Text section:
I’ve learned that you have to intentionally train yourself to stop reaching for your smartphone every five minutes, stop thinking about all the details you normally are multi-tasking during the day, stop rushing into new topics in your mind, and slow down to spend time with God and your family. That’s the only way to go deep with the “Great Deep,” as some ministry leaders call our Lord.

Jesus often went away to spend quiet time with our heavenly Father to re-energize, refresh and renew.

In the New Testament, Jesus spent time alone with the Father many times as described in these scripture passages: Matthew 14:13, Mark 1:35, Mark 6:45-46, Mark 14:32-34, Luke 4:42, Luke 5:16, Luke 6:12, Luke 9:18 and John 6:15.
Jesus actually instructed us to pray to God alone at times:

“When you pray, go into your room, close the door and pray to your Father, who is unseen. Then your Father, who sees what is done in secret, will reward you.” (Matthew 6:6)

In the Old Testament, we see many stories where God calls His prophets to come to Him alone. Moses met with God alone at the burning bush and then on Mt. Sinai. David, whose many psalms reflect a confident familiarity with God, communed with Him while on the run from Saul (Psalm 57). God’s presence passed by when Elijah was alone in a cave. In our SIU Bridges training events, our indigenous partners tell and retell these stories found in the Old and New Testaments, which remind us of how much our God desires for us to spend time with Him. The concept of a God who pursues us is very different from Muslim, Hindi, and Buddhist teaching, which makes these stories so very powerful.

As my recent family vacation progressed,

I found more and more of those incredible, inspiring moments with the Lord where He finally revealed new insights and promises to me by going deep with Him in the quiet times of the morning and evenings. The Lord reminded me of my unique gifts and talents, and new ways I could maximize them in my short time on this earth. I also found myself slowing down and having special discovery moments with my wife, my best friend, and our children during quality time with each of them.

How are you taking time to refresh and renew? Are you spending time with the Lord and your family? What is keeping you from making this commitment?
I’m interested in hearing from you and what these questions mean to you.

4 replies
  1. Paul White
    Paul White says:

    Excellent reminder Kent… I really struggle with this – slowing my mind down from all the thoughts, cares, worries and work of the day just to be in the presence of the Lord and hear His voice. Thank you for being such a humble and transparent leader and sharing scripture and your thoughts on taking time to refresh and renew and making sure we are present and available for the Lord and our family and friends!

Data for review:
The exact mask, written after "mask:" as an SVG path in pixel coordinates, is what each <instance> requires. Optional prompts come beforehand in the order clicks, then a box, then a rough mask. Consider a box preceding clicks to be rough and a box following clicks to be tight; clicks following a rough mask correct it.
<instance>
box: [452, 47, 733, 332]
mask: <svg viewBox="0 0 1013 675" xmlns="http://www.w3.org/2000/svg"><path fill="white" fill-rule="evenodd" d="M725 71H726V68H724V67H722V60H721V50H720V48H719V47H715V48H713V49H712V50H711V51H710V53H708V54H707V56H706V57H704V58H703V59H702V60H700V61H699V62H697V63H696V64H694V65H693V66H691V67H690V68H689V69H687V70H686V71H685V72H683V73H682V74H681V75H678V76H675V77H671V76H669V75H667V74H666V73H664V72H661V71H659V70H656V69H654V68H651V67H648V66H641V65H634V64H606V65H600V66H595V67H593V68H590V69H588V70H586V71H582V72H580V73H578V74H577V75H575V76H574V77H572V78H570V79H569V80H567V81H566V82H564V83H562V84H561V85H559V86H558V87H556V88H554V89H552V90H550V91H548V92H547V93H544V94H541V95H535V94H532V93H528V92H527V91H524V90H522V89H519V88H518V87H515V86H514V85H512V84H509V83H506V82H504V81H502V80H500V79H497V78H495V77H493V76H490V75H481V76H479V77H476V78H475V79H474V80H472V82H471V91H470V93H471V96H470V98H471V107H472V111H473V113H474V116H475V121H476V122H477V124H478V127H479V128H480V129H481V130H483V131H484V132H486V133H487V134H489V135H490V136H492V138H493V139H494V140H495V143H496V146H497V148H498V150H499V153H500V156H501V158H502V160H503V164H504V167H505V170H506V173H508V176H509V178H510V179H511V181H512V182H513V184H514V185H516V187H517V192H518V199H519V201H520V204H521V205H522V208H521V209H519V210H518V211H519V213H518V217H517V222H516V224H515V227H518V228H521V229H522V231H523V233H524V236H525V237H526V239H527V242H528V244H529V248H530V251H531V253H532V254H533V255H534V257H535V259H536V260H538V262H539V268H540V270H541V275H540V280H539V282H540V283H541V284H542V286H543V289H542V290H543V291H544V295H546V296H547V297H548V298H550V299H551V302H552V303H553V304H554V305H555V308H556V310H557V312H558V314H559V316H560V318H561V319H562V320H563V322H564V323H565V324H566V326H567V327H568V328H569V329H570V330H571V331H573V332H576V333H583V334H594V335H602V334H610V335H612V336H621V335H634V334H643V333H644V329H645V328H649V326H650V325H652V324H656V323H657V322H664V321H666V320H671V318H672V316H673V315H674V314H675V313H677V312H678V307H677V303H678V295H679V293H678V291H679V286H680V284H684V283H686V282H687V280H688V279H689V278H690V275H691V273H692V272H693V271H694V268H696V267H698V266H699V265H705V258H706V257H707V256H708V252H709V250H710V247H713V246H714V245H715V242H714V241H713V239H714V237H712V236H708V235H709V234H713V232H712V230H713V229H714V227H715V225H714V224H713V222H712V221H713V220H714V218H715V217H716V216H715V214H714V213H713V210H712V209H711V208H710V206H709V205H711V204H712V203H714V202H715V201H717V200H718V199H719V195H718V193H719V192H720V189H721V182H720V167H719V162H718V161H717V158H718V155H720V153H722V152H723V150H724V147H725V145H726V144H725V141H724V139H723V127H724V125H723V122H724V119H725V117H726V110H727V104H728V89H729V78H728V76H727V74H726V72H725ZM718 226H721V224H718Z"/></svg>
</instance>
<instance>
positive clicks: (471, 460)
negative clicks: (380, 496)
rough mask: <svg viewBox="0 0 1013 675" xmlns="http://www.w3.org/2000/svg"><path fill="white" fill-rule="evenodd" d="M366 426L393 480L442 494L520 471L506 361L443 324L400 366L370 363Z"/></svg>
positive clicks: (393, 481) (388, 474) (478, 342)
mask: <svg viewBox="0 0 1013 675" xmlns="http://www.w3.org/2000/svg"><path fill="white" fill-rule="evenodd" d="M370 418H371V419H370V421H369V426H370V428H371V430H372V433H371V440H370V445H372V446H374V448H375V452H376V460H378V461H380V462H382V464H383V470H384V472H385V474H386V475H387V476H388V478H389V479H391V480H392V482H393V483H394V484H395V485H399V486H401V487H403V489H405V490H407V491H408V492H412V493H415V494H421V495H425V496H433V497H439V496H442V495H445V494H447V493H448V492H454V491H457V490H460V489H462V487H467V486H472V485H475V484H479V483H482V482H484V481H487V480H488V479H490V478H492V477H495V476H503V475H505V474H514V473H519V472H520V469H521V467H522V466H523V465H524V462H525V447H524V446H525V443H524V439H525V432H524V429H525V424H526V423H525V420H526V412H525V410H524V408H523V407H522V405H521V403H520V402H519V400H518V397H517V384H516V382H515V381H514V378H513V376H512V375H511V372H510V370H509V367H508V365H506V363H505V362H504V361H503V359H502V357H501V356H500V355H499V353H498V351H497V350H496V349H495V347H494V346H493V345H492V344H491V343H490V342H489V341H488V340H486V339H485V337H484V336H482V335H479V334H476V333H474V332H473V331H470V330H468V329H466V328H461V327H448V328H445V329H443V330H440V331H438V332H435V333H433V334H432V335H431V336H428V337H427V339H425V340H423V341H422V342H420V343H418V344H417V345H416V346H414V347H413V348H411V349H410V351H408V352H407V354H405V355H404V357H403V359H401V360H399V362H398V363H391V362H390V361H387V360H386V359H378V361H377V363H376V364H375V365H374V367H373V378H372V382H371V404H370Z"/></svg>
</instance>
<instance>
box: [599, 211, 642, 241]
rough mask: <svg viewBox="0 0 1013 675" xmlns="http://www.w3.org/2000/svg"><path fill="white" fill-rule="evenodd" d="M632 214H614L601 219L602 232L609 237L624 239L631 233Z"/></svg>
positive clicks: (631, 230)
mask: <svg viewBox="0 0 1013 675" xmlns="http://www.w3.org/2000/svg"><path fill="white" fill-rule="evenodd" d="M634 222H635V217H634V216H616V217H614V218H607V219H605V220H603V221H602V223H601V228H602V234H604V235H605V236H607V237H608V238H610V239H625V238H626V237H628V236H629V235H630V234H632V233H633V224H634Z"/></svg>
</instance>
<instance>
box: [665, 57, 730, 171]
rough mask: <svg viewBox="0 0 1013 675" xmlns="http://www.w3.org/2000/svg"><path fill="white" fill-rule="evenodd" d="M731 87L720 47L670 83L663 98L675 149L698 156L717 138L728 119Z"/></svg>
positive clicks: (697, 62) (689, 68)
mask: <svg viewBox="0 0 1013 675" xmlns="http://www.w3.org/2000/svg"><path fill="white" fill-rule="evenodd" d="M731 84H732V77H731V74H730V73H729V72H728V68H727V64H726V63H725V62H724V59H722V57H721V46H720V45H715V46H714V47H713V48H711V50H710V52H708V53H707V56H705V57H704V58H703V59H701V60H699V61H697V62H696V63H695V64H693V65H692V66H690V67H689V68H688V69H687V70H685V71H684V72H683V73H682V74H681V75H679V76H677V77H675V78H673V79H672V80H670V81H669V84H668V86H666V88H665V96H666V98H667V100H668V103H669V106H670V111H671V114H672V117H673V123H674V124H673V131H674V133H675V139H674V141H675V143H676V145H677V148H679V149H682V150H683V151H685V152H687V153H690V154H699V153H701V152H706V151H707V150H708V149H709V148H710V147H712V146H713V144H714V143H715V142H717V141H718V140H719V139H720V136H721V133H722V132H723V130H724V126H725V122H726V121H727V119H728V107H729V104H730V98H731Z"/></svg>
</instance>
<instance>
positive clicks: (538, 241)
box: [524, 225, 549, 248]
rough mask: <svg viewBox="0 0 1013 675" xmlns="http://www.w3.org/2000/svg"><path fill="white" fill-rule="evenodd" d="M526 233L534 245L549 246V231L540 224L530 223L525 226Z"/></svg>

Exercise instructions: In the post on quiet time with God, condense the paragraph that begins "In the Old Testament, we see many stories" into a bulleted list that keeps its main facts. The lines are separate material, unrelated to the post on quiet time with God.

Output for this task:
- In the Old Testament, God calls His prophets to come to Him alone.
- Moses met with God alone at the burning bush and on Mt. Sinai.
- David, whose psalms show a confident familiarity with God, communed with Him while on the run from Saul (Psalm 57).
- God's presence passed by Elijah when he was alone in a cave.
- At SIU Bridges training events, indigenous partners retell these Old and New Testament stories, which show how much God wants us to spend time with Him.
- The idea of a God who pursues us differs greatly from Muslim, Hindi, and Buddhist teaching, which makes these stories very powerful.